Re: Interpreting the score asociated with the Term? |

Rishabh Bajpai Sun, 26 Jan 2003 01:51:23 -0800

 
Thanks nevertheless. It was really useful!
I think such basic information should also be put on the FAQ list, just for the sake 
of completeness, if nothign more. The interpretation of the formula is not really very 
straightforward. 
Anyways, that is jst my take on this.
-Rishabh


--

On Sat, 25 Jan 2003 20:41:18  
 Otis Gospodnetic wrote:
>Maybe we'll do this in the future, but what I provided is really basic,
>not Lucene specific info.  If somebody else describes it in detail I'll
>gladly put it up on the site.

[Challenges]
1) Answer these questions about the thread on interpreting the term score:
(a) Where does Rishabh suggest the basic information should be added?
(b) What does Otis Gospodnetic say he will gladly do if somebody else describes it in detail?
(c) On what date and at what time did Otis Gospodnetic write the quoted message?
2) Carry on the thread on interpreting the term score from its last line.

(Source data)
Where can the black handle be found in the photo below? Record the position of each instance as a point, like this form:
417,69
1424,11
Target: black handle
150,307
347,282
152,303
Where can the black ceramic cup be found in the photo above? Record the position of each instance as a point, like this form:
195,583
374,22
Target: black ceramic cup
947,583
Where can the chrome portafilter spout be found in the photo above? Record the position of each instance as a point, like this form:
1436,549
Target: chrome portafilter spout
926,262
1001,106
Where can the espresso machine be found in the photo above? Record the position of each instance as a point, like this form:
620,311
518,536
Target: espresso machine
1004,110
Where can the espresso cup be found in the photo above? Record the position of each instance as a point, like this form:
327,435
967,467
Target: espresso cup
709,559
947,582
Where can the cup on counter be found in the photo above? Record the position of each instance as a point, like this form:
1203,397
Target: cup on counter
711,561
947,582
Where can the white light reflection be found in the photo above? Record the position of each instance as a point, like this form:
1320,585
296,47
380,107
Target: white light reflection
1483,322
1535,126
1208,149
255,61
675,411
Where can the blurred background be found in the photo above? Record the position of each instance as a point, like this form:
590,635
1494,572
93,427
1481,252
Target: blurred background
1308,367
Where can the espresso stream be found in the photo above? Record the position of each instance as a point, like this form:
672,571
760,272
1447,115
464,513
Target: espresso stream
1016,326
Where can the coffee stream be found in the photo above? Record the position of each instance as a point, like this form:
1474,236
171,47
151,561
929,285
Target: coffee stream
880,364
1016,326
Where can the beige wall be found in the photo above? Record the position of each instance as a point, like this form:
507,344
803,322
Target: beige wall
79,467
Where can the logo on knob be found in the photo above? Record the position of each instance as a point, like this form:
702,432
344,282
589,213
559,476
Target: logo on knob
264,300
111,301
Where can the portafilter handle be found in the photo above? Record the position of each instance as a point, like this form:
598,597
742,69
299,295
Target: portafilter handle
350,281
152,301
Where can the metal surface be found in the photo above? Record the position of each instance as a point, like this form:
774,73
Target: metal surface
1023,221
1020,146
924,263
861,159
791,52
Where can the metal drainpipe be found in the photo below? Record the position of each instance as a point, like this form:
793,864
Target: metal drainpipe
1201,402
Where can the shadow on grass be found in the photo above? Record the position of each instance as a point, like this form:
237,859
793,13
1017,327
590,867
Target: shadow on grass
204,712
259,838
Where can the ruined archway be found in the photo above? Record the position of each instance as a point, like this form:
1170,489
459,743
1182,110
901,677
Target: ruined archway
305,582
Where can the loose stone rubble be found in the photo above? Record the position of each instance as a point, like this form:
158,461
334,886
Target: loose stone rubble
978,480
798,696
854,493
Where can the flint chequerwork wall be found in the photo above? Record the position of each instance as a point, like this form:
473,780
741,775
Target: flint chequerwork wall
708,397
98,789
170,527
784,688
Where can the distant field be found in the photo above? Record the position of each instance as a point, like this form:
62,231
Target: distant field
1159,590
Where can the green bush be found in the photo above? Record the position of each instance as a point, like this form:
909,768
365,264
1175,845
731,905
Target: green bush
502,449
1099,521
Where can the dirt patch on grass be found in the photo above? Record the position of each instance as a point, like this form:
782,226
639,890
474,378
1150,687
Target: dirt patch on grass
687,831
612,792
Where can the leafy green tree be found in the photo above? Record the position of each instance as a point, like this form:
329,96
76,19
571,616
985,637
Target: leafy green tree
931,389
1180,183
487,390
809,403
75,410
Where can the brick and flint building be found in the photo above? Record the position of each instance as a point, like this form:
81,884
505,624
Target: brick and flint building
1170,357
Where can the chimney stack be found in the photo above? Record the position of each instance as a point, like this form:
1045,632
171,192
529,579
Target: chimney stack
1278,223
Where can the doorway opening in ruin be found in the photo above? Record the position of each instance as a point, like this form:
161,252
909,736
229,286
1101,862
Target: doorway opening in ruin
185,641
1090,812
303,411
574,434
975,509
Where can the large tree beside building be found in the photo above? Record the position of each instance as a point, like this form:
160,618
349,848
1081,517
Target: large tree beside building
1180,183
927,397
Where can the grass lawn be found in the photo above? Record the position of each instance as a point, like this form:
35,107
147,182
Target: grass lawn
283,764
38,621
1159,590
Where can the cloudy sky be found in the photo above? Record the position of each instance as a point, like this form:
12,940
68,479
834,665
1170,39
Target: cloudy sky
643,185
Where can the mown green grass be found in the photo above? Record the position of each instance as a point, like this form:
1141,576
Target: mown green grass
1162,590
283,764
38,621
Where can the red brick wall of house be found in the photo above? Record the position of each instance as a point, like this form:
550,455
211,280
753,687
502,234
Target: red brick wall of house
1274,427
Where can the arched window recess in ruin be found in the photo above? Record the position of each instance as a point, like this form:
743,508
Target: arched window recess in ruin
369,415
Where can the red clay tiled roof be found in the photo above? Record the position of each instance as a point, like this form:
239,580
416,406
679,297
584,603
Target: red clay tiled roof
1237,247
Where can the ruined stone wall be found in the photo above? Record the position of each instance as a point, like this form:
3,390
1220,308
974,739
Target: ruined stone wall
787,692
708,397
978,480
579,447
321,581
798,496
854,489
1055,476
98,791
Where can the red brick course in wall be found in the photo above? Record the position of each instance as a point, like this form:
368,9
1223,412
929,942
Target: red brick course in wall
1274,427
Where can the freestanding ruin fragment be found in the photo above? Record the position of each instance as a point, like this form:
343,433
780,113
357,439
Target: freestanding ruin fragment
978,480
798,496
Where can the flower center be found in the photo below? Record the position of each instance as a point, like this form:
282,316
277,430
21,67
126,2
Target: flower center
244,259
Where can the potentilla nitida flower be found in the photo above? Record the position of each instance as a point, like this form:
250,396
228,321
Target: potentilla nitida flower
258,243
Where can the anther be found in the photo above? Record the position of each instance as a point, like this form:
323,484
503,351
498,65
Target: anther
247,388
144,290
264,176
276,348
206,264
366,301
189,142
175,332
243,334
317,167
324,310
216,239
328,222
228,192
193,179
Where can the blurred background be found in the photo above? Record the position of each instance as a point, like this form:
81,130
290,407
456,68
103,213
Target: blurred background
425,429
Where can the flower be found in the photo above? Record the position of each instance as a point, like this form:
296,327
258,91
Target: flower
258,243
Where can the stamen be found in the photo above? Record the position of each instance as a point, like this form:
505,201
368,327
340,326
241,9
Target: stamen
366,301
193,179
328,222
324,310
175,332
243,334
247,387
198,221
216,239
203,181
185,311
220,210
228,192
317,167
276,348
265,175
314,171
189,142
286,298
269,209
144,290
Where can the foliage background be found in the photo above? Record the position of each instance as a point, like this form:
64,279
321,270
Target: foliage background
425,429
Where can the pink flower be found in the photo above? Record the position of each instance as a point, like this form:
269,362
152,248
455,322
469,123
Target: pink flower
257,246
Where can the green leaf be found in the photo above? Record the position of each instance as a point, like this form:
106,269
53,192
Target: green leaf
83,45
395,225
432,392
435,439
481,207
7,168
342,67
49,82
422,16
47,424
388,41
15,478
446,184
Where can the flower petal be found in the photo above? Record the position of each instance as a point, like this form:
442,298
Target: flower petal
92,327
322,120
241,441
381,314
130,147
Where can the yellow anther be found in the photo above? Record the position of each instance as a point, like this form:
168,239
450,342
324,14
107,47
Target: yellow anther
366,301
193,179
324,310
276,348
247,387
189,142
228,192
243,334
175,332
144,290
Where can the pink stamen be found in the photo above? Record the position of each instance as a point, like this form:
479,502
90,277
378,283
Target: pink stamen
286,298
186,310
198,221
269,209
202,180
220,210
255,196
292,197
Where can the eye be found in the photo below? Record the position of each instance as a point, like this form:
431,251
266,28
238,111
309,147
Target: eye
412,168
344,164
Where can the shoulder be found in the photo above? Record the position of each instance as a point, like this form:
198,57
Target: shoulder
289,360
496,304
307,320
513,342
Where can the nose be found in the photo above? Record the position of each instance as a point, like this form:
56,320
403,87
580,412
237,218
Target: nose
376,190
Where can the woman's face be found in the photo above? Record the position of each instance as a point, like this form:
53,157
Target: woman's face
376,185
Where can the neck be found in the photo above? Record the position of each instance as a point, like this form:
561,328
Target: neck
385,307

[Results for the exercise]
1)
(a) On the FAQ list.
(b) Put it up on the site.
(c) Sat, 25 Jan 2003, at 20:41:18.

2)
>
>Otis
>
>--- Terry Steichen <[EMAIL PROTECTED]> wrote:
>> Otis,
>> 
>> I think the effort you made in your previous message (to describe the
>> basic
>> relevance measures in simple, non-algorithmic terms) is very
>> important.  If
>> you think that list is reasonably comprehensive (that is, it captures
>> most
>> of what relevance means), I'd urge you to insert this into the
>> documentation.  I think it is very valuable.
>> 
>> Regards,
>> 
>> Terry
>> 
>> ----- Original Message -----
>> From: "Otis Gospodnetic" <[EMAIL PROTECTED]>
>> To: "Lucene Users List" <[EMAIL PROTECTED]>
>> Sent: Thursday, January 23, 2003 12:02 PM
>> Subject: Re: Interpreting the score asociated with the Term? |
>> 
>> 
>> > Yes, I believe so.
>> >
>> > --- Terry Steichen <[EMAIL PROTECTED]> wrote:
>> > > Otis,
>> > >
>> > > Didn't somebody (Doug?) also mention that a keyword in a shorter
>> > > document is
>> > > deemed more significant than in a longer one (because, I guess,
>> it
>> > > represents a larger percentage of the document)?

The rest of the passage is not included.